═════ TASK INPUT ═════

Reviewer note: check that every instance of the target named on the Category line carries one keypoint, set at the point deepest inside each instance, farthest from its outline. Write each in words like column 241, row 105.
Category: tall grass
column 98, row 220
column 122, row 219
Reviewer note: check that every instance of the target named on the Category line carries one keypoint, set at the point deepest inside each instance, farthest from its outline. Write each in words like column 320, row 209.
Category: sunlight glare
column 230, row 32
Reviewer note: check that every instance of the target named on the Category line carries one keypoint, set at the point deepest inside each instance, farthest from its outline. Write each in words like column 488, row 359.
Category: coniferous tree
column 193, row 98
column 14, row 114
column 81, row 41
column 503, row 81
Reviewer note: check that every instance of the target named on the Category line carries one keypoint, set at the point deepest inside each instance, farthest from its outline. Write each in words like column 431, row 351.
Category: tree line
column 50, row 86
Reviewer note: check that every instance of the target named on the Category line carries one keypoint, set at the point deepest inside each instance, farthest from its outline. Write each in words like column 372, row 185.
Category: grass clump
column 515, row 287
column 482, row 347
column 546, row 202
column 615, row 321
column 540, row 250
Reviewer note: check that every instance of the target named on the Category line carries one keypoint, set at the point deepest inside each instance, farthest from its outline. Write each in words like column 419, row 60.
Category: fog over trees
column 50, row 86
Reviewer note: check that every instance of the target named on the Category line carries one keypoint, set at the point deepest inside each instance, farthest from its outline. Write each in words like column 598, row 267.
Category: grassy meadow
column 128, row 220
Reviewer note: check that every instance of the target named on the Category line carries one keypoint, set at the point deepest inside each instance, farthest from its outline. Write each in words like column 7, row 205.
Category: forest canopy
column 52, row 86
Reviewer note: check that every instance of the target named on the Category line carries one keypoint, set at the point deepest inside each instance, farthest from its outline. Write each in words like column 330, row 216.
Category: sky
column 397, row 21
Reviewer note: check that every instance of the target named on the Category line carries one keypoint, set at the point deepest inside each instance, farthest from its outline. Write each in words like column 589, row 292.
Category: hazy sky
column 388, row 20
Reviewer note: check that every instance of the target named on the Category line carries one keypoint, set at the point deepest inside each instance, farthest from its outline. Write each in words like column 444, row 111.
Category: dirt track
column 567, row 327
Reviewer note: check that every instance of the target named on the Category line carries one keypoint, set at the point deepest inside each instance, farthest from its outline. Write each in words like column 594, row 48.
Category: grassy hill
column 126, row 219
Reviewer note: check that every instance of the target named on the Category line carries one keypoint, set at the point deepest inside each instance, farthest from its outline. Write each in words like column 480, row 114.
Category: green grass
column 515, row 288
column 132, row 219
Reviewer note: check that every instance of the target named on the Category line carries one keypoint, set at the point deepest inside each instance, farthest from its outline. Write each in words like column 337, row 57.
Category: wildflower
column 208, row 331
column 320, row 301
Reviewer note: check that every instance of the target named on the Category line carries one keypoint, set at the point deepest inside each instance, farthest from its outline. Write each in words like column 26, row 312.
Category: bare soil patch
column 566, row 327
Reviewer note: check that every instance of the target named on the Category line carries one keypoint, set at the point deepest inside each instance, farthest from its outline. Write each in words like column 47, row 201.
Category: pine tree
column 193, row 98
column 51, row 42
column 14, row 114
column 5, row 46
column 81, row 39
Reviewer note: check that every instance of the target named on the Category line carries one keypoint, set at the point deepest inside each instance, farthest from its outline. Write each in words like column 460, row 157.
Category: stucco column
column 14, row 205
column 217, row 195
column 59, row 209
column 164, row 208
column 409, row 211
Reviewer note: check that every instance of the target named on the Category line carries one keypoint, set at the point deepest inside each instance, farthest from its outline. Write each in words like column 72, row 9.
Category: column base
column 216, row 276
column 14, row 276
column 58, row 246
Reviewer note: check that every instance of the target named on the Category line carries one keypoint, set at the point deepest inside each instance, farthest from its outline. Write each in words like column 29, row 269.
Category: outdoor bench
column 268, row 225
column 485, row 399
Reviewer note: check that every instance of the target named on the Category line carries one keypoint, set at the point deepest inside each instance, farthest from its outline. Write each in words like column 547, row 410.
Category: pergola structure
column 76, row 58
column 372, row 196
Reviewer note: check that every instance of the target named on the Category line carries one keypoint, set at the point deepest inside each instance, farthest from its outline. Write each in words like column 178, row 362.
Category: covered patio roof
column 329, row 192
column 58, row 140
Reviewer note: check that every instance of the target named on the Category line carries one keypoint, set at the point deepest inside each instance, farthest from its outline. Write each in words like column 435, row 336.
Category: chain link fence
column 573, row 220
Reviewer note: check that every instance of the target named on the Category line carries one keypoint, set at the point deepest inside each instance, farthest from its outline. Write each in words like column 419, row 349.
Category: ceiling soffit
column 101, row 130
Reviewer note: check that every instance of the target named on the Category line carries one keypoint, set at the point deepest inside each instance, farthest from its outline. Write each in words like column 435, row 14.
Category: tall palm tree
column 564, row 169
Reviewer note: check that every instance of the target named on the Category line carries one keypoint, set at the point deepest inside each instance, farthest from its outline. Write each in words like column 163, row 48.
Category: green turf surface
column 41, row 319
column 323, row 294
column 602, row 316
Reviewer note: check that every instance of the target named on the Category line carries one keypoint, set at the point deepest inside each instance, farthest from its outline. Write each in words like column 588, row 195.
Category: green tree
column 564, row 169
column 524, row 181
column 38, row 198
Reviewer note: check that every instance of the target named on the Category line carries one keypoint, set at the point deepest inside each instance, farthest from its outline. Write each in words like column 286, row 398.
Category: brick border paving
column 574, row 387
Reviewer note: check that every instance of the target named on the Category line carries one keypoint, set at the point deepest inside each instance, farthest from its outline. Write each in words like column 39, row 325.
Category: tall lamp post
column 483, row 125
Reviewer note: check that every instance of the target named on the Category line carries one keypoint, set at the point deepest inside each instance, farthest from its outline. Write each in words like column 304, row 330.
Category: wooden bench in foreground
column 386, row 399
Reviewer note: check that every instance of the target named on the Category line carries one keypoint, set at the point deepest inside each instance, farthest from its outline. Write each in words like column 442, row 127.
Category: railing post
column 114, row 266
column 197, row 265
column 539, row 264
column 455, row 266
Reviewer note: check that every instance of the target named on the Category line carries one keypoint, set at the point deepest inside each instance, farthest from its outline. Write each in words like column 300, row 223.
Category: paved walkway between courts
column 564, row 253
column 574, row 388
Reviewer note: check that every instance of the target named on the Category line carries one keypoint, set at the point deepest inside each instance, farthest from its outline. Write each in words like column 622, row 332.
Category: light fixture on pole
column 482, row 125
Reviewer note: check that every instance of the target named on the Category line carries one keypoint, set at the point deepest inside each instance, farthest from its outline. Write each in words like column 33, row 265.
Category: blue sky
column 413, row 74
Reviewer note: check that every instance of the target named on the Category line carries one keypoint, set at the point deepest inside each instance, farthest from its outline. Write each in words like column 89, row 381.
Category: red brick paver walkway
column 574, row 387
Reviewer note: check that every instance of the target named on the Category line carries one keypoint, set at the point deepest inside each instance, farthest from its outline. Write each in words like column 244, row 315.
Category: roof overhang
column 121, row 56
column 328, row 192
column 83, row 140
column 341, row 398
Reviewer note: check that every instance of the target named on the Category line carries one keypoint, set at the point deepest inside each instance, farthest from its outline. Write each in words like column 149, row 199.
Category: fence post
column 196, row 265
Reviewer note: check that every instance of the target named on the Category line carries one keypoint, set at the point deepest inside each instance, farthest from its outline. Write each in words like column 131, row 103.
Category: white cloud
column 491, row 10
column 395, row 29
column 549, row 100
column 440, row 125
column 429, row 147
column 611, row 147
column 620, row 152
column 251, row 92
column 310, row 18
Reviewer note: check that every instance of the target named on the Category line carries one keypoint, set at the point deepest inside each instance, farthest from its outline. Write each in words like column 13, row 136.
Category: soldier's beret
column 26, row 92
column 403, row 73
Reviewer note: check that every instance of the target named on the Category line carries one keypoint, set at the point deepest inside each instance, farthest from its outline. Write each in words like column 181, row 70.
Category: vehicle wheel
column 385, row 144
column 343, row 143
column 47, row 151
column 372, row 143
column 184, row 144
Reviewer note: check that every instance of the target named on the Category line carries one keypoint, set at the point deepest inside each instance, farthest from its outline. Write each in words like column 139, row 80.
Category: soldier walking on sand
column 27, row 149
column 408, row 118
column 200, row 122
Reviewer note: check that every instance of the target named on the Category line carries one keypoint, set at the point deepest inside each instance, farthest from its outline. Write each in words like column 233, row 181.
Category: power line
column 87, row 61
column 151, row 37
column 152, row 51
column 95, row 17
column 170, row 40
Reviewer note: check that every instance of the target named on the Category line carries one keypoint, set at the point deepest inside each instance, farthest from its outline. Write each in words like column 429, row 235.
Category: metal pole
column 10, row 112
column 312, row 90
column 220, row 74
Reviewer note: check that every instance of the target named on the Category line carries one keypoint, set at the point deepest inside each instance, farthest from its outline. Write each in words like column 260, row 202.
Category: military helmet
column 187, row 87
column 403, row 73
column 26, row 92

═════

[TASK TO COMPLETE]: Return without any change every line from the one that contains "594, row 48." through the one that contains "column 81, row 39", including both of those lines.

[SOLUTION FOR THIS EXERCISE]:
Reviewer note: check that every instance of the target named on the Category line carries one keypoint, set at the point deepest inside each instance, farthest from its outline. Write each in words like column 594, row 48.
Category: grassy hill
column 126, row 219
Reviewer note: check that every instance of the target named on the Category line carries one keypoint, set at the point deepest inside each instance, farthest from its outline. Write each in words like column 480, row 114.
Category: green grass
column 515, row 288
column 132, row 219
Reviewer note: check that every instance of the target named on the Category line carries one keypoint, set at the point deepest inside each instance, farthest from its outline. Write each in words like column 337, row 57.
Category: wildflower
column 208, row 331
column 320, row 301
Reviewer note: check that every instance of the target named on the Category line carries one keypoint, set at the point deepest inside each instance, farthest from its outline. Write each in words like column 26, row 312.
Category: bare soil patch
column 566, row 327
Reviewer note: check that every instance of the target named on the Category line carries one keypoint, set at the point deepest inside each instance, farthest from its outline. Write each in words like column 47, row 201.
Category: pine tree
column 193, row 98
column 51, row 42
column 14, row 114
column 5, row 46
column 81, row 39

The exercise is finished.